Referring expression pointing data
——
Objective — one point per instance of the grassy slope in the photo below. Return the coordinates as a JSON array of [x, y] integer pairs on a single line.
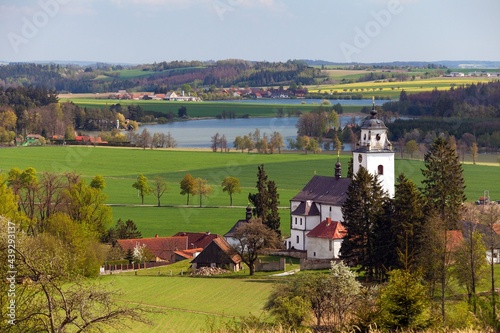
[[120, 167], [393, 89], [189, 304]]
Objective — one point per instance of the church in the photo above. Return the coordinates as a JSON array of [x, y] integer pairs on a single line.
[[316, 215]]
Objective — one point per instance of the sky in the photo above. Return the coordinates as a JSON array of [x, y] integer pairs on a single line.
[[147, 31]]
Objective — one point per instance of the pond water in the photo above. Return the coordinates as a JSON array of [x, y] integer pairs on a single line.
[[198, 133], [345, 102]]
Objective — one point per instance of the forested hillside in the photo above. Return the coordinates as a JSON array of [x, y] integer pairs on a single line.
[[158, 77]]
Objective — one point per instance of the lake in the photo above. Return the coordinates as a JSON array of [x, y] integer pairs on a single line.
[[198, 133]]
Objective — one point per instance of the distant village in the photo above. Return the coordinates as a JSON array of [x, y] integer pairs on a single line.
[[236, 93]]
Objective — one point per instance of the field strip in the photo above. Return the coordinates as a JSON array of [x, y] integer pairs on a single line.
[[179, 309]]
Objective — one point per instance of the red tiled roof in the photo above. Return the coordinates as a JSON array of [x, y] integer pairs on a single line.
[[454, 238], [188, 254], [160, 247], [324, 189], [198, 239], [328, 229]]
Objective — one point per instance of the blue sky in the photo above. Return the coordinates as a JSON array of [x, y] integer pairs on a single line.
[[145, 31]]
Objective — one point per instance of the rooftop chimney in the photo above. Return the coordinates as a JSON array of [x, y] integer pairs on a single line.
[[338, 169]]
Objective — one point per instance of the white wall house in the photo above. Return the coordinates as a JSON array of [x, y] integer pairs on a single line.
[[316, 209]]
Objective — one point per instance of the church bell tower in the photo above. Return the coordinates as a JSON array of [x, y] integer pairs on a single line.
[[374, 152]]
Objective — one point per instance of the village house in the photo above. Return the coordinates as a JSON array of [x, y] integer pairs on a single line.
[[218, 254], [229, 236]]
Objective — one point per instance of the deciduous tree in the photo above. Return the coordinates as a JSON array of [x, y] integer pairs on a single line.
[[444, 190], [142, 186], [252, 239], [188, 186], [231, 185]]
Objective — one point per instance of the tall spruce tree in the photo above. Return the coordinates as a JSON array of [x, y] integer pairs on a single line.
[[408, 221], [444, 192], [266, 201], [362, 210]]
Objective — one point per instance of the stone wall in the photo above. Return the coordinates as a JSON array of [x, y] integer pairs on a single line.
[[310, 264]]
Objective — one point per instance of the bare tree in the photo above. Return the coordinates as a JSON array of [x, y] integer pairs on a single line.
[[159, 188]]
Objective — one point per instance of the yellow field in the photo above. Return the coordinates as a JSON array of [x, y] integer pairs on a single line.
[[392, 89]]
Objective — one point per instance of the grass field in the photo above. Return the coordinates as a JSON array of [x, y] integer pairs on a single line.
[[291, 172], [393, 89], [190, 304], [204, 109]]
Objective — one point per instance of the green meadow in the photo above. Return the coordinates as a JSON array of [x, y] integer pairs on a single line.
[[290, 171], [207, 108]]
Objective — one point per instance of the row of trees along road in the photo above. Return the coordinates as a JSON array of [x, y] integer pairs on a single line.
[[406, 250], [189, 186]]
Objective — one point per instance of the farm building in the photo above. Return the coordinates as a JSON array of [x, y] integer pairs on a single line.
[[163, 248], [217, 254], [229, 236], [198, 239]]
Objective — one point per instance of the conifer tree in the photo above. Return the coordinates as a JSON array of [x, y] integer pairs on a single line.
[[408, 220], [362, 210], [266, 201]]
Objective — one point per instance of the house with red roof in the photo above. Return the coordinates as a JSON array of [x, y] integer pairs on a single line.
[[163, 248], [217, 254], [323, 242], [198, 239]]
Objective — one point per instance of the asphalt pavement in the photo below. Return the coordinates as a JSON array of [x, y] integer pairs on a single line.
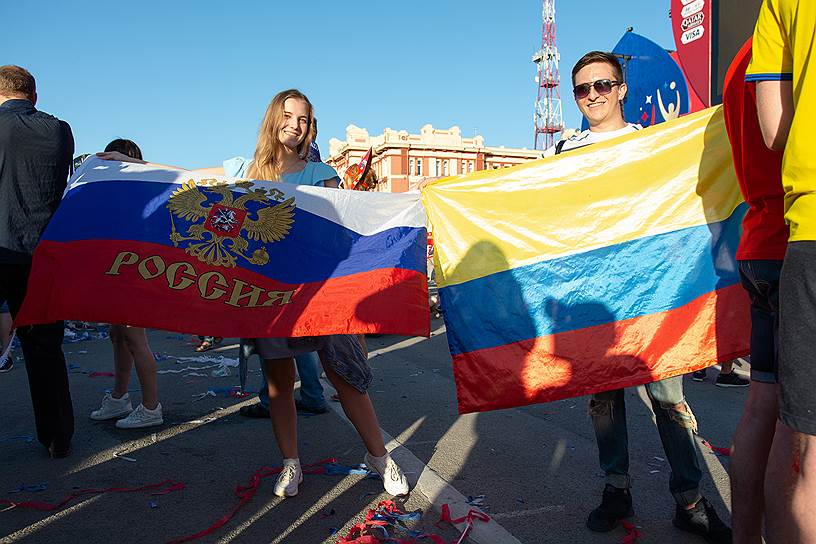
——
### What to produce
The data must come back word for word, with every picture removed.

### Solution to the problem
Objective — one point per instance of the grassy slope in the photo below. Return the coordinates as a JSON array of [x, y] integer pairs on a single line.
[[120, 167], [393, 89], [189, 304]]
Objective — one point per instance of the church in the photo above. Return the coordinates as a JSON array of [x, y] integer pairs on a single line.
[[316, 215]]
Objective — one point per instance of the sky in the photo above. Return the coordinates as a JSON array of [x, y] integer pairs on a single line.
[[147, 31]]
Objective — one point per instance of the pond water in the photo above. Return the coordinates as a JSON array of [x, y] integer pairs on a single line.
[[198, 133], [345, 102]]
Objective — one point per instance of the forested hillside in the photo above. Return the coordinates as a JSON array of [x, y] integer pairs on a single line.
[[158, 77]]
Objective — one point per instance of the lake in the photo above. Return the coordinates as a JSON array of [x, y] integer pairs on a single line.
[[198, 133]]
Objective — one point per instance of the distant village in the photo above. Return the coordinates as a JSON array of [x, y] integer pairs on a single line.
[[236, 93]]
Objective — one point per instance of the field strip in the photo above. Return the coordinates as a JSON array of [x, y] integer pairs on a single line.
[[179, 309]]
Objective — one point per instance of the red tiled roof in the photo above. Return the coordinates as a JSON array of [x, y] integer pairs on a single line.
[[454, 238], [188, 254], [160, 247], [324, 189], [198, 239], [328, 229]]
Objective — one point per instance of the blue sky in the photo above. Return the coordinates as a JSON array of [x, y] integer pairs on a single line.
[[145, 31]]
Objective — one point per instance of the rooftop chimney in the photo above. Return the coordinates as a JSON array of [x, y] integer pairs on a single line.
[[338, 169]]
Objective — one point per instance of the white wall house in the photo above. Return the coordinates as a JSON array of [x, y] integer pairs on a single line.
[[316, 209]]
Objective — one point per instance of the church bell tower in the photo above. Return the coordinates as a JSON array of [x, y] integer pairs on a single line.
[[374, 152]]
Objective — one point per instance of the village house in the photo above. Return the coordinates as a JSON array of [x, y] integer pairs on a single line.
[[218, 254], [229, 236]]
Objective — one point per instance of the deciduous tree in the photo above. Return the coordinates as a JSON array of [x, y] integer pairs on a single line.
[[444, 190], [142, 186], [252, 239], [188, 186], [231, 185]]
Objective — one point per instance of the tall spruce tree in the photo above. Return the coordinates as a JSON array of [x, y] integer pairs on a single line.
[[408, 221], [444, 192], [266, 201], [362, 210]]
Objective — one point per instance of the stone wall in the photo above. Return the coordinates as a JSON array of [x, y] integer pairs on a single line.
[[310, 264]]
Objective — one point per instance of the bare tree in the photo above. Return the coordinates as a JSON array of [x, y] integer pairs on a single line.
[[159, 188]]
Objective — one point per instance of the yellow field in the photo above. Return the coordinates as a JSON array of [x, y] integer pairs on a single line.
[[392, 89]]
Objective — one point per instance of the grass field in the photo above. Return the coordinates as a JSON array of [x, y] integer pairs on a single line.
[[291, 172], [393, 89], [190, 304], [204, 109]]
Objective — one point per instance of the green meadow in the photo above. Return the coordinates as a JSON array of [x, y] integer pairs on a single line.
[[290, 171], [207, 108]]
Objective — one point per instance of the row of trees along road in the photo above. Return the coordinates as a JSON array of [x, y] integer pairs on a single line.
[[406, 250], [189, 186]]
Objective — one point per instance of the farm building in the photo above. Return the coordinates as a JSON array of [x, y] integer pairs on a single line.
[[163, 248], [217, 254], [229, 236], [198, 239]]
Objective — one point per instance of the conifer tree in the photo above. Return the coordinates as a JSON array of [x, y] integer pairs on a single line.
[[408, 220], [362, 210], [266, 201]]
Objective — one point per instance of the house with red roof in the photo above. Return the coordinates as a JSON array of [x, y] integer pairs on a single line.
[[163, 248], [217, 254], [323, 242], [198, 239]]
Objective — one point per instance of the asphalt pavement in the photo below. Return the coordinates as a JSON array of [x, y] integer pairs on a single line.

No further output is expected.